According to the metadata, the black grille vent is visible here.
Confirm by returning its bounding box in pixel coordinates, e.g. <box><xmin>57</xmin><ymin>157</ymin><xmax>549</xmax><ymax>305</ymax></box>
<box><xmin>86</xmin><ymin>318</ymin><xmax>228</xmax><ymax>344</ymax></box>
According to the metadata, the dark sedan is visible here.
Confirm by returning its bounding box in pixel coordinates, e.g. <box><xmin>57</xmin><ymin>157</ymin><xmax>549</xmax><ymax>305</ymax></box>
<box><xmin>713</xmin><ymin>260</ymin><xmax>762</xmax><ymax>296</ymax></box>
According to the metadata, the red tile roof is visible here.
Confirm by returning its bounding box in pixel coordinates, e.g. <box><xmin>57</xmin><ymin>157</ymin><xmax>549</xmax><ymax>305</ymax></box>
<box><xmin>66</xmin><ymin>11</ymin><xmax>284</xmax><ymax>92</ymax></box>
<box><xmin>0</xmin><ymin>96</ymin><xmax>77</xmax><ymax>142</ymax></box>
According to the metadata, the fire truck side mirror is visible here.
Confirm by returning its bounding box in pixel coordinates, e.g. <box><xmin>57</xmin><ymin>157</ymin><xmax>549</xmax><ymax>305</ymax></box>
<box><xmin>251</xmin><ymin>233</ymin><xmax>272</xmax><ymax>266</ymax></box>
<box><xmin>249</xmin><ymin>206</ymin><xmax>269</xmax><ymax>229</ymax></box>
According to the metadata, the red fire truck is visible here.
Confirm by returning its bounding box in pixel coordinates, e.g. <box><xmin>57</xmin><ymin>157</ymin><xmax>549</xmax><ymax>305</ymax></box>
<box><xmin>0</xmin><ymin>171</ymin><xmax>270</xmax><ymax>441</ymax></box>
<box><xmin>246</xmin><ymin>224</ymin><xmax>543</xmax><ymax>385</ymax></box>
+-------+
Problem to work on: Gather every line in the records above that contains the word "here" and copy each one in full.

Answer to the problem:
According to the metadata, the black grille vent is visible here.
According to the metadata, the dark sedan is visible here.
According to the metadata, the red tile roof is visible here.
According to the metadata, the fire truck side mirror is visible here.
According to the metadata, the red fire truck is visible here.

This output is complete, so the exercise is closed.